### DESCRIÇÃO DA TAREFA
Enumere todos os recursos que, de acordo com o trecho sobre microplásticos, foram empregados na análise das amostras.

### TRECHO DO TEXTO
·····
Os efeitos do consumo de microplásticos em humanos ainda são incertos. Além de ser um assunto recente, é praticamente impossível conseguir grupos de controle para fazer um estudo de contraste (já que seria muito difícil provar que uma pessoa nunca ingeriu microplásticos). Além disso, ainda não existem legislações específicas que regulamentem diretamente a questão da presença de microplásticos na água ou nos alimentos. As que existem em geral falam apenas que os itens que consumimos devem estar livres de “contaminantes“.
As amostras utilizadas pela pesquisa foram analisadas com a ajuda de um corante chamado Nile Red, desenvolvido por Andrew Mayes, palestrante sênior de química da Universidade de East Anglia, para estudar microplásticos. O corante tinge a água e, neste caso, analisados através de um microscópio, sob um feixe azulado de luz negra e com a ajuda de óculos protetores cor de laranja, os resíduos plásticos brilhavam com uma fluorescência cor de fogo. Por meio dessa técnica, a equipe pode identificar milhares dessas partículas em algumas garrafas.
·····
### INFORMAÇÕES FORNECIDAS

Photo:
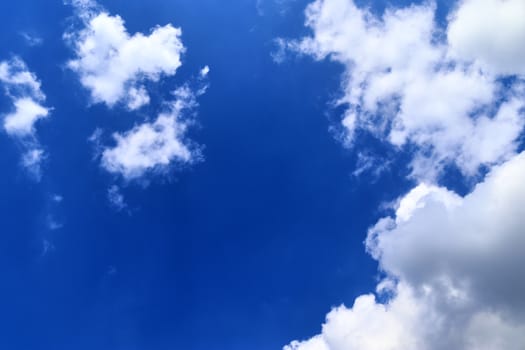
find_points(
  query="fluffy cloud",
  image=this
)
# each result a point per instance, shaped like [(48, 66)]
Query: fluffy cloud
[(23, 88), (152, 146), (408, 86), (452, 266), (117, 68), (491, 32), (113, 65)]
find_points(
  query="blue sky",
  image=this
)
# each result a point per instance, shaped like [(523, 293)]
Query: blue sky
[(255, 226)]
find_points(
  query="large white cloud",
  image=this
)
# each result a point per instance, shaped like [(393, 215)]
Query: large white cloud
[(454, 271), (113, 64), (153, 146), (491, 32), (24, 90), (452, 264), (405, 84)]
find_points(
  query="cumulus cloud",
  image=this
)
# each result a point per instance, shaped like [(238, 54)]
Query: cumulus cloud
[(491, 32), (116, 198), (24, 90), (452, 266), (406, 84), (153, 146), (113, 64)]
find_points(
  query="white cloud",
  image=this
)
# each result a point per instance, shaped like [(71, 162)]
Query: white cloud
[(453, 266), (24, 90), (491, 32), (116, 198), (152, 146), (113, 65), (22, 121), (205, 71), (404, 84), (31, 39)]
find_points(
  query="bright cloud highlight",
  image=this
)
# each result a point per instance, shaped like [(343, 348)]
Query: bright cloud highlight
[(408, 86), (113, 64), (24, 90)]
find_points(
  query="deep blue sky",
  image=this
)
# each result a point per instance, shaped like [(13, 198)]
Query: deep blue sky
[(247, 249)]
·····
### RESULTADO DO EXERCÍCIO
- o corante Nile Red
- um microscópio
- um feixe azulado de luz negra
- óculos protetores cor de laranja